Alain Caillé est un acteur important de l'écologie
par sa critique de l'utilitarisme et le travail de réflexion anthropologique
mené par la Revue du MAUSS (Mouvement Anti-Utilitariste dans
les Sciences Sociales) dont je recommande la lecture (malgré un prix
hélas prohibitif). Je lui dois beaucoup pour ma réflexion sur
le revenu garanti, l'économie sacrificielle et la religion du travail.
Ce n'est pas que j'adopte tout-à-fait ses positions pourtant, ni ses
fondements dans le paradigme du don. Bien que "L'essai sur le don" de Marcel Mauss
soit essentiel, c'est la dette qui est première, il y a surtout des
contre-dons. On a bien du mal à séparer le don de l'utilitaire,
il témoigne plutôt de la confiance dans la dette, qui est une
confiance dans l'autre. Il est significatif d'ailleurs que la revue ne s'offre pas comme
don ou Potlatch (nom de la première revue de Debord) mais s'annonce
comme combat anti, combat contre l'utilitarisme repéré comme
l'ennemi unique. Il y a dans tout combat anti-quelque chose un enfermement
dans ce qu'on dénonce, une fascination qui pousse à l'imitation
par l'opposition systématique même, un caractère unilatéral
enfin qui ne permet pas de saisir la complexité d'une situation historique.
L'écologie ne peut se limiter à l'anti-utilitarisme, encore
moins au don, même s'il faut lutter contre la domination marchande et
un utilitarisme recouvrant tout qui est très récent. Il s'agit plutôt de mettre des limites
au "calcul rationnel" à court terme comme au processus de rationalisation,
pas de les supprimer. Toutes les tentatives de supprimer utilitarisme, marchés
ou monnaie n'ont aucune chance de se réaliser mais surtout elles ratent
ce qu'une situation historique peut avoir de particulier, les véritables
potentialités qu'il faut saisir et les menaces effectives auxquelles
il faut répondre. On ne peut refaire son histoire, ni tout changer,
cela ne veut pas dire que notre action n'est pas décisive pour que
le meilleur garde sa chance.

À faire
Restituez mot pour mot l'extrait du passage sur Alain Caillé qui commence à "Alain Caillé est" et se termine à "religion du travail.". Ne vous fondez que sur le passage fourni.

Entrées extraites
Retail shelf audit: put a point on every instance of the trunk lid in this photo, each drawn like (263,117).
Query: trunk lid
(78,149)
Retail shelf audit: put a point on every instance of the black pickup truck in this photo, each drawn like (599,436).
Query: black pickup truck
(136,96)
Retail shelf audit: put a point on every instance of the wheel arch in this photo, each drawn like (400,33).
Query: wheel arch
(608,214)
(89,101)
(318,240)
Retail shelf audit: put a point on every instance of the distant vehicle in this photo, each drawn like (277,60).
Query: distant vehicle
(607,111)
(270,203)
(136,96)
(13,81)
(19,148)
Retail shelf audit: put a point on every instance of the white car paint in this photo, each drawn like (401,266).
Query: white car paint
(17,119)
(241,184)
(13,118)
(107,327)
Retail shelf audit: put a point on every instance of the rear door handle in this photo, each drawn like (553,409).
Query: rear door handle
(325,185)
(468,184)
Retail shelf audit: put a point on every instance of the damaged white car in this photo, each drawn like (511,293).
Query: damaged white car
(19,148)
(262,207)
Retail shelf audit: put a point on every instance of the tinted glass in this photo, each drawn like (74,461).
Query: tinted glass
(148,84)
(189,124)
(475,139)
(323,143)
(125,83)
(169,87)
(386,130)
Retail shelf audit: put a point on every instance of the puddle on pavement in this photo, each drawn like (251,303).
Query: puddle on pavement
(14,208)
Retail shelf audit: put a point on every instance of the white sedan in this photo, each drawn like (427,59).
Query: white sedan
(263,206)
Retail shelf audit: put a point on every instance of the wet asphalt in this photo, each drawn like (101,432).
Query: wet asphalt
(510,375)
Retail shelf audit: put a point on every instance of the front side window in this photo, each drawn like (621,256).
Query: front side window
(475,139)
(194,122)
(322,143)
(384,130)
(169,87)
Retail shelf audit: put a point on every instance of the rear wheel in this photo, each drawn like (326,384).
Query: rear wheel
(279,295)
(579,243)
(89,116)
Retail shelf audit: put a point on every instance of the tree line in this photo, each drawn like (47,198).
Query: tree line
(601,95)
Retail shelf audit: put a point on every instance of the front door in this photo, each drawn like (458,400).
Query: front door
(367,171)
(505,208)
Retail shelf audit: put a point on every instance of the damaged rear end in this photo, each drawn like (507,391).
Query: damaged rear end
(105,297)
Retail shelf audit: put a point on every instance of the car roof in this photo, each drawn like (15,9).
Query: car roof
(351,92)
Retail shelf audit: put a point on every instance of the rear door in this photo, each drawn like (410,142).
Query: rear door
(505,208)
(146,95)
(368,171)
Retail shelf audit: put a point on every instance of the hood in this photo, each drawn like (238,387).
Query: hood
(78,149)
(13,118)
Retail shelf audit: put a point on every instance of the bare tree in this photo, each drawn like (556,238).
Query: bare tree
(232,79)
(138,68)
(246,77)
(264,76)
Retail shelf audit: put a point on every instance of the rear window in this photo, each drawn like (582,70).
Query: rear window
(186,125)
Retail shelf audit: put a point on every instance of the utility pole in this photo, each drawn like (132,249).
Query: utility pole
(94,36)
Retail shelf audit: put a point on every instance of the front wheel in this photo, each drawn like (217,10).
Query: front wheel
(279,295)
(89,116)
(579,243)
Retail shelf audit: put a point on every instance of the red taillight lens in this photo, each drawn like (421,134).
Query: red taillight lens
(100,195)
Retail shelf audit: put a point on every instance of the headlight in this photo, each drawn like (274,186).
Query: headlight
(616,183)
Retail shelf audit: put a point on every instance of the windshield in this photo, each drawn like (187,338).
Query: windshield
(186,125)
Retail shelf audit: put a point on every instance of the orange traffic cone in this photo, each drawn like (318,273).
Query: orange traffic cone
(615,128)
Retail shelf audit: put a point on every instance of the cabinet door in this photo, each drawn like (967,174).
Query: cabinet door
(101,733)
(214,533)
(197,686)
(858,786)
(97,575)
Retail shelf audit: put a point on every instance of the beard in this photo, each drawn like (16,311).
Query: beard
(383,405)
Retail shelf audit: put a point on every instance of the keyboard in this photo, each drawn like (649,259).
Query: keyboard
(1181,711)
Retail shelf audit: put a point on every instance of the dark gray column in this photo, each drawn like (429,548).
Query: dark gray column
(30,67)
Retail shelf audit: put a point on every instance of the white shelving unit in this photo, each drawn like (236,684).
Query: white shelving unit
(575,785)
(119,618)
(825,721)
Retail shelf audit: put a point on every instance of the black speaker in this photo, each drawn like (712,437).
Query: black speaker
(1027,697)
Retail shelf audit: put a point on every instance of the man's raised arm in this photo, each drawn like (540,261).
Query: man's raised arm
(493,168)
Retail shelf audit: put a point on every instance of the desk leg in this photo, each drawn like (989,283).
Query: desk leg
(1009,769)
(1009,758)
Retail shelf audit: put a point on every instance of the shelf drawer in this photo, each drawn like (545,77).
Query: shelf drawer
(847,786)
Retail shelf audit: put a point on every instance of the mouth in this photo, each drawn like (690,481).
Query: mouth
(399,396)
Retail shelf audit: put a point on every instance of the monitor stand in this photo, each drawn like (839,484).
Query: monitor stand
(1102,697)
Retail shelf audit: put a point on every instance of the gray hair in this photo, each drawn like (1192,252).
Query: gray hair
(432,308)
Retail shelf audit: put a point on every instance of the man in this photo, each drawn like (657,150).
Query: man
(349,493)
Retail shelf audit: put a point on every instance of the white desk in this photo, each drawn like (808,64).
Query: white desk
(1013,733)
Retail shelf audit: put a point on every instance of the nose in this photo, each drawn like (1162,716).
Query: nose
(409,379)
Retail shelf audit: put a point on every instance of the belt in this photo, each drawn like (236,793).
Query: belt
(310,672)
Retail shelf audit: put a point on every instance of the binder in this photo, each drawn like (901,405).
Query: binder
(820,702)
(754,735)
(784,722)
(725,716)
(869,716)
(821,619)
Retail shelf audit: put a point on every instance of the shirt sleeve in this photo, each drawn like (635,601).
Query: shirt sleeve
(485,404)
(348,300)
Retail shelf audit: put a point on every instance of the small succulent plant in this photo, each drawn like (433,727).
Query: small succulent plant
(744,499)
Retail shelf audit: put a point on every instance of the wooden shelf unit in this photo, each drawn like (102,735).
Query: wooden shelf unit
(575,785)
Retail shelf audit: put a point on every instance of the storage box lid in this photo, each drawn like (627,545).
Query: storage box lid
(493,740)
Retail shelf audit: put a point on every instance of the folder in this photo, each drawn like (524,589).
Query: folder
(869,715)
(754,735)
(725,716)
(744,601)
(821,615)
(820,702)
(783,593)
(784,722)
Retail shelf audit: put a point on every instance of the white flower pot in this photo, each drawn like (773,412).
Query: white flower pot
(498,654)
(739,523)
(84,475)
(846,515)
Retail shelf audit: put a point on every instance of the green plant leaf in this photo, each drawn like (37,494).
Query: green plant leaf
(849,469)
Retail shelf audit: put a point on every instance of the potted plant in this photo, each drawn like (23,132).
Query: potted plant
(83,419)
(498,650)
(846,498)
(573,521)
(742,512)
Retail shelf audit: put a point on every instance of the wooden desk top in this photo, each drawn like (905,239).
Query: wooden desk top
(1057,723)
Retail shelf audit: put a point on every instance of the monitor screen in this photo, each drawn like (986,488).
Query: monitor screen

Réponse
Alain Caillé est un acteur important de l'écologie
par sa critique de l'utilitarisme et le travail de réflexion anthropologique
mené par la Revue du MAUSS (Mouvement Anti-Utilitariste dans
les Sciences Sociales) dont je recommande la lecture (malgré un prix
hélas prohibitif). Je lui dois beaucoup pour ma réflexion sur
le revenu garanti, l'économie sacrificielle et la religion du travail.